>>

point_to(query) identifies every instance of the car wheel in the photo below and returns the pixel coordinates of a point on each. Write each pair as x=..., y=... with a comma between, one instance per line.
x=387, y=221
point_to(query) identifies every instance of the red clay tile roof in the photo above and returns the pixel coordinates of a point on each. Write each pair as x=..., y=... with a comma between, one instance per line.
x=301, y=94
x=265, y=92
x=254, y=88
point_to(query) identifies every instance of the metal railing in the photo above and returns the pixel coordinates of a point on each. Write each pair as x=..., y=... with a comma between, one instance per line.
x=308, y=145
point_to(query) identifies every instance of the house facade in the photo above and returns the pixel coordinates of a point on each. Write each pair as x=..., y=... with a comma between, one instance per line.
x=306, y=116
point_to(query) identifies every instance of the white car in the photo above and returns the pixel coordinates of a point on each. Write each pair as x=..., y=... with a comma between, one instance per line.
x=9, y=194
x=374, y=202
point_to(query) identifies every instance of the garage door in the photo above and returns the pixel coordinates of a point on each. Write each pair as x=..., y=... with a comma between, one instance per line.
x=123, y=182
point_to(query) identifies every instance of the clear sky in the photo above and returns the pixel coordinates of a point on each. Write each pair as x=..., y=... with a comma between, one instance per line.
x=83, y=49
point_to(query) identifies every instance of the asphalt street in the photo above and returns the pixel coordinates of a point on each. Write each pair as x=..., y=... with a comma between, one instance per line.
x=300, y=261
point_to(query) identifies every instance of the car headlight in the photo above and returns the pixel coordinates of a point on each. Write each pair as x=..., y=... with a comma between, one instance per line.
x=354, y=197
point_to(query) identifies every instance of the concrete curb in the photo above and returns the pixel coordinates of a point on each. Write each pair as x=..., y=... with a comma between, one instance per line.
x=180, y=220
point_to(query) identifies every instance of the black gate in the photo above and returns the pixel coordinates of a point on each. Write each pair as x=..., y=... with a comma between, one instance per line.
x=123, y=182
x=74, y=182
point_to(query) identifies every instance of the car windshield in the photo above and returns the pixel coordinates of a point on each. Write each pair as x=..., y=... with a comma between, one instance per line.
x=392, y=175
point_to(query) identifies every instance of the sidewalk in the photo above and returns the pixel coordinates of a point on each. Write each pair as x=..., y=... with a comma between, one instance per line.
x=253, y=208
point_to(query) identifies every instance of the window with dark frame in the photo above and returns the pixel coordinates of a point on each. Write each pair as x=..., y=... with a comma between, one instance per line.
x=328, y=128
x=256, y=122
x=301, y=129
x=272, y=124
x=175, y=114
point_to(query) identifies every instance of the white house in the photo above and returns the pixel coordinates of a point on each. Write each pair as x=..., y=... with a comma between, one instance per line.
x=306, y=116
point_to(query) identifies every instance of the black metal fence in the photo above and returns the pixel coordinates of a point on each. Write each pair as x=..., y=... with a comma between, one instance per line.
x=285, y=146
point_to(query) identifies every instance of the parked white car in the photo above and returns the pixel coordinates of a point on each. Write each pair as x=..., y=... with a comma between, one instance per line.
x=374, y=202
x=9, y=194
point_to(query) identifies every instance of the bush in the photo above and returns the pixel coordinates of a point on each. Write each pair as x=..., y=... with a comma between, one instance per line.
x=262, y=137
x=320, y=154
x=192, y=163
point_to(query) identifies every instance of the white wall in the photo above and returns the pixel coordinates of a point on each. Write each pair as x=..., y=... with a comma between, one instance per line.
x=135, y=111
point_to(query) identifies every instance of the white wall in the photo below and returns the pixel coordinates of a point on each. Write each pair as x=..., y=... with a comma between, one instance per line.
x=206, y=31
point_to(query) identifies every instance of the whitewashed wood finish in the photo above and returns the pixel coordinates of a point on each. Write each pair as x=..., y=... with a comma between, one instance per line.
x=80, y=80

<<

- _AIM_: Please return all of the lines above word for word, without changing anything.

- _RESULT OF THE TASK_:
point_to(query) identifies every instance of the car wheel in the photo below and returns the pixel coordinates of a point on each. Write each pair as x=..., y=... with a comma between, one instance per line.
x=387, y=221
point_to(query) identifies every instance of the red clay tile roof in the photo above and returns the pixel coordinates of a point on each. Write each pair as x=..., y=... with a comma between, one instance per line.
x=301, y=94
x=265, y=92
x=254, y=88
point_to(query) identifies every instance of the metal railing in the photo above and returns the pixel coordinates of a point on each. Write each pair as x=..., y=... with a comma between, one instance per line.
x=308, y=145
point_to(query) identifies every instance of the house facade in the photo above and returns the pixel coordinates of a point on each. Write each pair as x=..., y=... with a comma between, one instance per line.
x=306, y=116
point_to(query) identifies every instance of the white car in the photo above and returns the pixel coordinates of a point on each. Write each pair as x=..., y=... with a comma between, one instance per line.
x=9, y=194
x=374, y=202
point_to(query) identifies every instance of the garage door in the photo above and returns the pixel coordinates of a point on each. Write each pair as x=..., y=... with a comma between, one instance per line.
x=123, y=182
point_to(query) identifies every instance of the clear sky in the photo above and returns the pixel coordinates of a point on each. Write each pair as x=..., y=... with a comma between, one instance per line.
x=83, y=49
point_to(query) identifies every instance of the asphalt street in the photo above and returns the pixel coordinates of a point on each. Write each pair as x=..., y=... with a comma between, one instance per line.
x=300, y=261
point_to(query) identifies every instance of the car headlight in the photo above and returns the pixel coordinates of a point on each. Write each pair as x=..., y=... with a comma between, one instance per line.
x=354, y=197
point_to(query) identifies every instance of the concrete curb in the photo above and returns the pixel coordinates of a point on each. Write each pair as x=..., y=... with a comma between, one instance per line.
x=180, y=220
point_to(query) identifies every instance of the black gate in the photo above and returns the pixel coordinates of a point on each. Write each pair as x=..., y=... with a comma between, one instance per line.
x=123, y=182
x=74, y=182
point_to(query) identifies every instance of the car windshield in the photo above and returns the pixel coordinates of a point on each. Write each pair as x=..., y=... with a comma between, one instance per line.
x=392, y=175
point_to(query) identifies every instance of the sidewalk in the photo above and returns the pixel coordinates of a point on each. Write each pair as x=..., y=... with a comma between, one instance per line.
x=253, y=208
point_to(query) identifies every instance of the window with dark frame in the photo above and returns the pixel coordinates of a point on each. Write each pair as x=..., y=... with a comma between, one instance per line.
x=328, y=128
x=256, y=122
x=301, y=129
x=272, y=124
x=175, y=114
point_to(query) identifies every instance of the white house in the photo above and returns the pixel coordinates of a point on each. Write each pair as x=..., y=... with a comma between, one instance per line.
x=306, y=116
point_to(query) identifies every instance of the black metal fence in the photo above and returns the pixel coordinates of a point on each. Write each pair as x=..., y=... with a comma between, one instance per line.
x=285, y=146
point_to(query) identifies every instance of the parked white car in the photo above and returns the pixel coordinates of a point on each. Write each pair as x=..., y=... with a comma between, one instance per line.
x=374, y=202
x=9, y=194
point_to(query) identifies every instance of the bush in the photo above and returns the pixel coordinates of a point on each. Write each pair as x=..., y=... with a comma between, one instance per line.
x=262, y=137
x=320, y=154
x=192, y=163
point_to(query) identifies every instance of the white wall in the photo above and returns the pixel coordinates of a point on each. Write each pair as x=..., y=... with a comma between, one instance per line.
x=135, y=111
point_to(query) identifies every instance of the white wall in the photo below and returns the pixel coordinates of a point on each. Write each pair as x=..., y=... with a comma between, one instance per line.
x=206, y=31
point_to(query) identifies every instance of the whitewashed wood finish in the photo above and returns the pixel coordinates of a point on each. Write each pair as x=..., y=... with a comma between, one instance per line.
x=80, y=80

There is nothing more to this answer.